» **Work required**
How many lines in the records below contain the word "rough"? State that number and nothing more.

Stored items
---*---

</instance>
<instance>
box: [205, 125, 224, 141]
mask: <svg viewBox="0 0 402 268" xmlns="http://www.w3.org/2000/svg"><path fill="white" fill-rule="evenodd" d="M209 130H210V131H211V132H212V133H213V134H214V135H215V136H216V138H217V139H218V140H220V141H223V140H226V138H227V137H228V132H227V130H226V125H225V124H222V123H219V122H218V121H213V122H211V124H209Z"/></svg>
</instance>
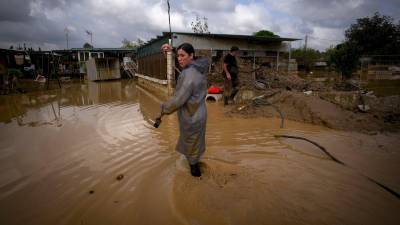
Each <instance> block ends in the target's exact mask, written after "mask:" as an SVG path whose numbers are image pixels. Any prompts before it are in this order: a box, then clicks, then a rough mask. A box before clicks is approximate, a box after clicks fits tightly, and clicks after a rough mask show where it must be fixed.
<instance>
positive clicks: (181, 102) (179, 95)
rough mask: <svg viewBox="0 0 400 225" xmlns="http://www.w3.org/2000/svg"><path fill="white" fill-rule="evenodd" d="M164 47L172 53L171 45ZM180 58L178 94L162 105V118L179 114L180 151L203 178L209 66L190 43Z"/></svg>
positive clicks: (185, 44) (161, 114)
mask: <svg viewBox="0 0 400 225" xmlns="http://www.w3.org/2000/svg"><path fill="white" fill-rule="evenodd" d="M161 48H162V50H163V51H164V52H167V51H172V48H171V46H170V45H168V44H164V45H163V46H162V47H161ZM177 56H178V62H179V66H180V67H181V69H182V72H181V74H180V75H179V78H178V82H177V85H176V89H175V93H174V95H173V96H172V98H171V99H170V100H168V101H167V102H164V103H163V104H162V105H161V115H163V114H171V113H173V112H175V111H177V113H178V120H179V131H180V135H179V139H178V143H177V145H176V150H177V151H178V152H180V153H182V154H183V155H185V157H186V158H187V160H188V161H189V165H190V172H191V174H192V176H195V177H200V176H201V171H200V167H199V161H200V157H201V155H202V154H203V153H204V151H205V134H206V122H207V108H206V102H205V98H206V95H207V78H206V75H205V72H206V71H207V69H208V65H209V63H208V59H207V58H206V57H202V58H196V57H195V53H194V48H193V46H192V45H191V44H189V43H183V44H181V45H180V46H179V47H178V48H177Z"/></svg>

---*---

» **Expected output**
2